◆ Problem details
Turn the lines of all the entries below into a JSON list of strings, with one string per line and no blank lines.

Segmentation labeling entries:
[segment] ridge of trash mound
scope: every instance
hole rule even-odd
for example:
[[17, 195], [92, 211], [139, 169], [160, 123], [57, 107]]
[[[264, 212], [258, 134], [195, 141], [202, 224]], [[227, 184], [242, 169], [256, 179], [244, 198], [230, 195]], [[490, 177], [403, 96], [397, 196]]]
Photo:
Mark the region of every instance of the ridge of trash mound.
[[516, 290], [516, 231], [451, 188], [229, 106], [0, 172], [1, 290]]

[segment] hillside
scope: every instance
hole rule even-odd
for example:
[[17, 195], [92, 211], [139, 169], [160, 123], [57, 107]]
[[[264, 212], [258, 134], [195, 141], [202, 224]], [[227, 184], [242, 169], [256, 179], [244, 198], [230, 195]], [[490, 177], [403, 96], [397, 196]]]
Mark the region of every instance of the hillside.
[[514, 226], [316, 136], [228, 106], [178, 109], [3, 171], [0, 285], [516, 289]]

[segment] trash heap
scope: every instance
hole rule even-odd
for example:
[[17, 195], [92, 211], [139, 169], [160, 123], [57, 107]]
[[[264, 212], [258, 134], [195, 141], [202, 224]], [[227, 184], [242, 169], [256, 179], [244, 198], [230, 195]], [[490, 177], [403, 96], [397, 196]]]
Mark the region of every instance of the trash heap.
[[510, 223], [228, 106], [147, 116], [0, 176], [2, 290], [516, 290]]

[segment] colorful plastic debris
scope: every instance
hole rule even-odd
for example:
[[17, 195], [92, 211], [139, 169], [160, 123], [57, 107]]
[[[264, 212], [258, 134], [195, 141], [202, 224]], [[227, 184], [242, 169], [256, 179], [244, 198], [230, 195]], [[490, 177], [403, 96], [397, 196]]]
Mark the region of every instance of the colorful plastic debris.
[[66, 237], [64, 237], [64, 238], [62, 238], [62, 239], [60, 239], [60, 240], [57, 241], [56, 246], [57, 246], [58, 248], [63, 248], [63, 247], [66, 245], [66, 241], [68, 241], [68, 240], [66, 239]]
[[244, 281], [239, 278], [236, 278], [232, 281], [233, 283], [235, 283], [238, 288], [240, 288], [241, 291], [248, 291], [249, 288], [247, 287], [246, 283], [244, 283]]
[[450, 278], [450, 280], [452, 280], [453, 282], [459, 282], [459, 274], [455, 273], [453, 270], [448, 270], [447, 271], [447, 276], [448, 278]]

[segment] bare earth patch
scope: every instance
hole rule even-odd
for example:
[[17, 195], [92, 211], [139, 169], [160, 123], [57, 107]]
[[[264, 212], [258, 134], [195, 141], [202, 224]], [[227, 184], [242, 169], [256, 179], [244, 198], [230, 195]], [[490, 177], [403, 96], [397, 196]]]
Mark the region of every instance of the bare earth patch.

◆ Response below
[
  "[segment] ridge of trash mound",
  "scope: every instance",
  "hole rule even-odd",
  "for example:",
  "[[17, 195], [92, 211], [139, 169], [160, 123], [57, 107]]",
  "[[[264, 212], [258, 134], [195, 141], [202, 224]], [[227, 184], [242, 169], [256, 179], [244, 198], [230, 195]], [[490, 177], [403, 96], [397, 196]]]",
  "Photo:",
  "Mark the region of every instance of the ridge of trash mound.",
  "[[516, 290], [516, 231], [451, 188], [229, 106], [0, 172], [1, 290]]",
  "[segment] hillside",
  "scope: every instance",
  "hole rule even-odd",
  "for example:",
  "[[17, 195], [92, 211], [139, 169], [160, 123], [57, 107]]",
  "[[[264, 212], [258, 134], [195, 141], [202, 224]], [[227, 184], [242, 169], [256, 179], [244, 198], [230, 195]], [[490, 177], [403, 96], [397, 196]]]",
  "Mark the region of every instance of the hillside.",
  "[[514, 226], [316, 136], [228, 106], [178, 109], [3, 171], [0, 285], [516, 289]]",
  "[segment] trash heap",
  "scope: every instance",
  "hole rule even-odd",
  "for example:",
  "[[17, 195], [92, 211], [139, 169], [160, 123], [57, 107]]",
  "[[[264, 212], [258, 134], [195, 141], [202, 224]], [[227, 184], [242, 169], [256, 179], [244, 198], [230, 195]], [[490, 177], [403, 96], [397, 196]]]",
  "Mark the region of every instance of the trash heap.",
  "[[510, 223], [228, 106], [147, 116], [0, 176], [2, 290], [516, 290]]",
  "[segment] colorful plastic debris",
  "scope: every instance",
  "hole rule even-odd",
  "for example:",
  "[[17, 195], [92, 211], [139, 169], [160, 123], [57, 107]]",
  "[[[264, 212], [258, 134], [195, 141], [202, 224]], [[227, 184], [242, 169], [256, 179], [244, 198], [230, 195]], [[490, 177], [403, 96], [397, 196]]]",
  "Mark the region of every instance of the colorful plastic debris.",
  "[[66, 237], [64, 237], [64, 238], [62, 238], [62, 239], [60, 239], [60, 240], [57, 241], [56, 246], [57, 246], [58, 248], [63, 248], [63, 247], [66, 245], [66, 241], [68, 241], [68, 240], [66, 239]]",
  "[[244, 281], [239, 278], [236, 278], [232, 281], [233, 283], [235, 283], [238, 288], [240, 288], [241, 291], [248, 291], [249, 288], [247, 287], [246, 283], [244, 283]]",
  "[[450, 278], [450, 280], [452, 280], [453, 282], [459, 282], [459, 274], [455, 273], [453, 270], [448, 270], [447, 271], [447, 276], [448, 278]]",
  "[segment] bare earth patch",
  "scope: every instance",
  "hole rule even-odd",
  "for example:",
  "[[17, 195], [92, 211], [139, 169], [160, 123], [57, 107]]",
  "[[[264, 212], [258, 134], [195, 141], [202, 224]], [[227, 184], [242, 169], [256, 179], [244, 198], [230, 195]], [[490, 177], [403, 96], [397, 196]]]",
  "Mark the region of every instance of the bare earth patch."
]